Image region labeling entries:
============================================================

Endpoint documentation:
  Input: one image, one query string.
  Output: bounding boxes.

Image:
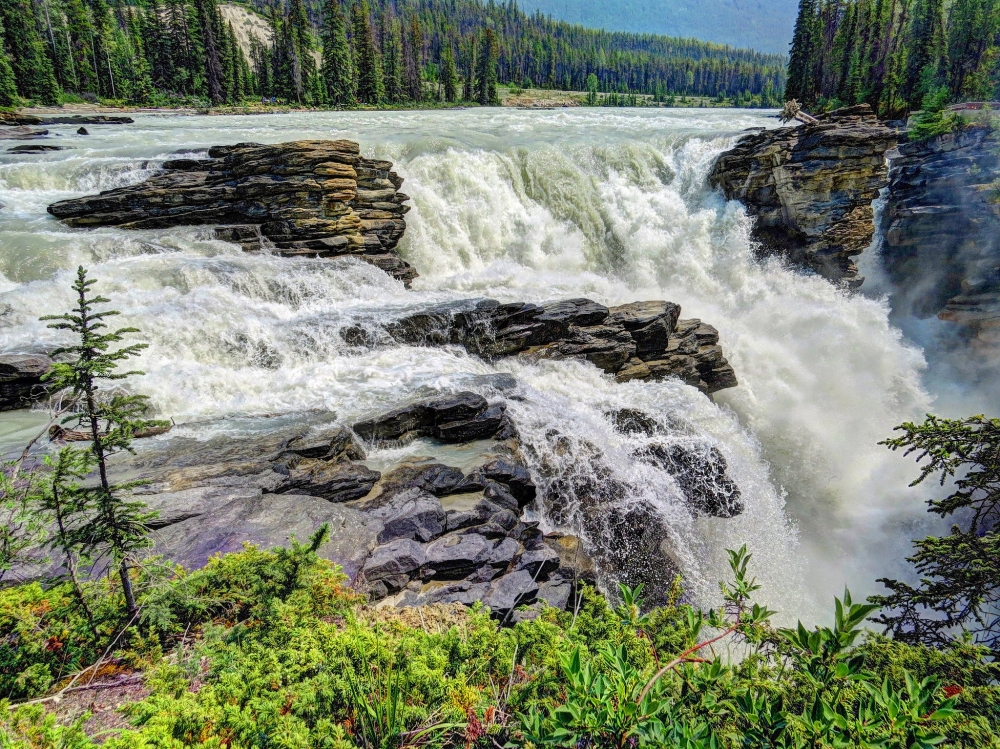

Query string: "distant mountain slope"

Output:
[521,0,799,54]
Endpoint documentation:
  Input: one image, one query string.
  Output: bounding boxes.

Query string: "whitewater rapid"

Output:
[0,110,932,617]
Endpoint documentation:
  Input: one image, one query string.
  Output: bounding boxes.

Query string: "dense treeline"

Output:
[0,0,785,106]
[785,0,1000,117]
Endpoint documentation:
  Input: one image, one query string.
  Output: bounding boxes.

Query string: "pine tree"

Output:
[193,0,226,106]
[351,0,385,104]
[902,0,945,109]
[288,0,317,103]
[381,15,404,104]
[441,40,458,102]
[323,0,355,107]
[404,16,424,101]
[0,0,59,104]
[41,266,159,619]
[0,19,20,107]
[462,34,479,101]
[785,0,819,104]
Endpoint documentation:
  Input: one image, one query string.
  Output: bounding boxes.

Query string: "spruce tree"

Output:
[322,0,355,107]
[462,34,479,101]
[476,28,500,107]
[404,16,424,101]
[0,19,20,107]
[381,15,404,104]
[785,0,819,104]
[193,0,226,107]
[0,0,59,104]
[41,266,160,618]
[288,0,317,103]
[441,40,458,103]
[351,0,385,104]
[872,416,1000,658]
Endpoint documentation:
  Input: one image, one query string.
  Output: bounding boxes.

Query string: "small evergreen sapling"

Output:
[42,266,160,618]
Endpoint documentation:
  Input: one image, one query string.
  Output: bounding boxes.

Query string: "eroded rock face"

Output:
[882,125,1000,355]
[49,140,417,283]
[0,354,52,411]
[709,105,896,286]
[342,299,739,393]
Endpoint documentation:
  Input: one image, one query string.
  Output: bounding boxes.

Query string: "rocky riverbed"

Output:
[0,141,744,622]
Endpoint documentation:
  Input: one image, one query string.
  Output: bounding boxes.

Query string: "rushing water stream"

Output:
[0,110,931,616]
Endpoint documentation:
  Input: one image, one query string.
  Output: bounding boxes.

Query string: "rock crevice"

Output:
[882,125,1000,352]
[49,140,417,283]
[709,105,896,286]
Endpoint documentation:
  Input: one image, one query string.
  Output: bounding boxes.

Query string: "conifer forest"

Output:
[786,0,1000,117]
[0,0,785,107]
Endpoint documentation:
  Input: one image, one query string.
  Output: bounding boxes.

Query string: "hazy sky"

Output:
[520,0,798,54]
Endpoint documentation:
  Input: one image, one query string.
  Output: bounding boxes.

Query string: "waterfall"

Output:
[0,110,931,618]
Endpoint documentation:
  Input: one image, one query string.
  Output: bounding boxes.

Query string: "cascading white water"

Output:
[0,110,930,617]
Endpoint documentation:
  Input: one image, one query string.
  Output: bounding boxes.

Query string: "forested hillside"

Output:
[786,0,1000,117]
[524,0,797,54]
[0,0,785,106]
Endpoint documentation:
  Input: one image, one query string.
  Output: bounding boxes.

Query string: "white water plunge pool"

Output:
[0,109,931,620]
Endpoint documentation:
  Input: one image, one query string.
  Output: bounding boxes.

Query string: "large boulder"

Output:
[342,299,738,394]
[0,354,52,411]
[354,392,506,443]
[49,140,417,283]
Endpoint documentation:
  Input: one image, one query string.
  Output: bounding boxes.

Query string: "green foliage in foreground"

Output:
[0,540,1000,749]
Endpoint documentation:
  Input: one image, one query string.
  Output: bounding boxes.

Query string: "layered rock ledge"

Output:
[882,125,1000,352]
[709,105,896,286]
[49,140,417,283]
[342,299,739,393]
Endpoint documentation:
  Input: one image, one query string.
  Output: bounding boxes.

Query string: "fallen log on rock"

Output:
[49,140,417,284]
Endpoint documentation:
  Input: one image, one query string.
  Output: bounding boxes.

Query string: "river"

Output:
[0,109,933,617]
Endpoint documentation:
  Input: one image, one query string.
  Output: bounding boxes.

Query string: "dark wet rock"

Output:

============================================================

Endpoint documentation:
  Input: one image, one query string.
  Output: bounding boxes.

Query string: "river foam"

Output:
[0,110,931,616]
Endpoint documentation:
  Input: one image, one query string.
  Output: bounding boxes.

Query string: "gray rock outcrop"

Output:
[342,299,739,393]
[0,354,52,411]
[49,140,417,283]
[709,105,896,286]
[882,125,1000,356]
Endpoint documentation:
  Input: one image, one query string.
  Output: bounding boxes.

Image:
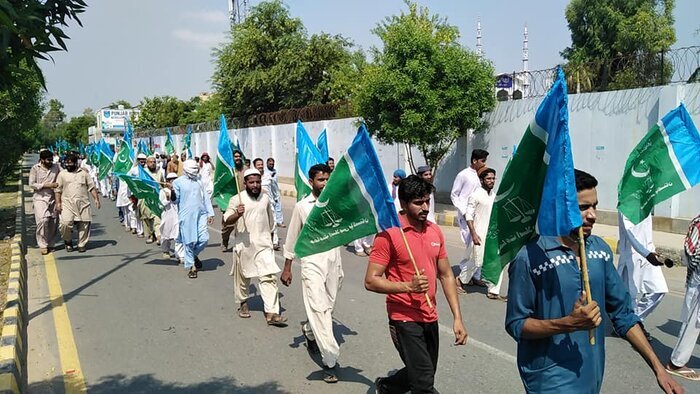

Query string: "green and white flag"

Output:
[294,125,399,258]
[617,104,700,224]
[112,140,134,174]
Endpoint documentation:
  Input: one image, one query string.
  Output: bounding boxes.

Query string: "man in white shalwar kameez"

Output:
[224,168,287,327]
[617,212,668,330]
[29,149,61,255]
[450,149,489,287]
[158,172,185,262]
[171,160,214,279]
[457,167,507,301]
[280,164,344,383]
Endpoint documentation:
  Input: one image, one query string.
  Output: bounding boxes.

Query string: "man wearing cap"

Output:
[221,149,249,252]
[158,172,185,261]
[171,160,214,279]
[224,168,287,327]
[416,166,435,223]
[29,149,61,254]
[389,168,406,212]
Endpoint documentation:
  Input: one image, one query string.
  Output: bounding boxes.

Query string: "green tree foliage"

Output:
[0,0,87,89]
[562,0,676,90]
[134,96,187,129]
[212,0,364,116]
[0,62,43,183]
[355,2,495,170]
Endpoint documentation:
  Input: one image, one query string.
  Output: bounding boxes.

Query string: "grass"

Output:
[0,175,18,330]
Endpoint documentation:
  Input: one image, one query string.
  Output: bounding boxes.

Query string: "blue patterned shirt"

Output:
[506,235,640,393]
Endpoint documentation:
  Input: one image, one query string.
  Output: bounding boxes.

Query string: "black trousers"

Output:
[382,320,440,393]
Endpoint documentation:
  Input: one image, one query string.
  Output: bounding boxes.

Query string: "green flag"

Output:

============================================================

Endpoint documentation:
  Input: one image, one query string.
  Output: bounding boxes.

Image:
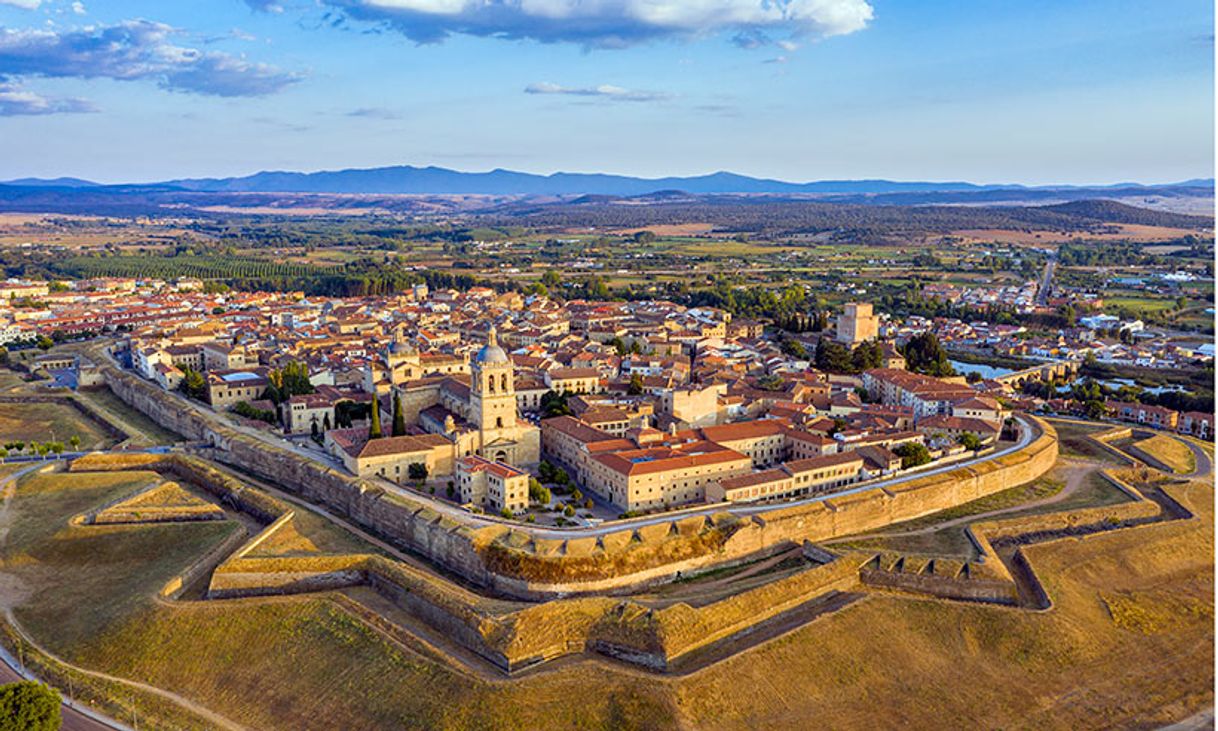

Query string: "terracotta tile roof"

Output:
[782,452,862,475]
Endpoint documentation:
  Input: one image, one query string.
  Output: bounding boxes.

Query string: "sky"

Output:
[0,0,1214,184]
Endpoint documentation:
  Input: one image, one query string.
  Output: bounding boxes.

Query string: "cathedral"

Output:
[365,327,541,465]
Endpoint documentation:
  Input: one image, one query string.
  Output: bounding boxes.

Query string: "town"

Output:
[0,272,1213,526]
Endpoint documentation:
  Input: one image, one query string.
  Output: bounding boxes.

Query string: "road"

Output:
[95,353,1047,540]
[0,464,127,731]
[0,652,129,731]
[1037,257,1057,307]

============================================================

Extract every line in the rows above that contains the string "foliage", and copy each one in full.

Query string: "green foliage in foreground"
Query string: "green tree foliage"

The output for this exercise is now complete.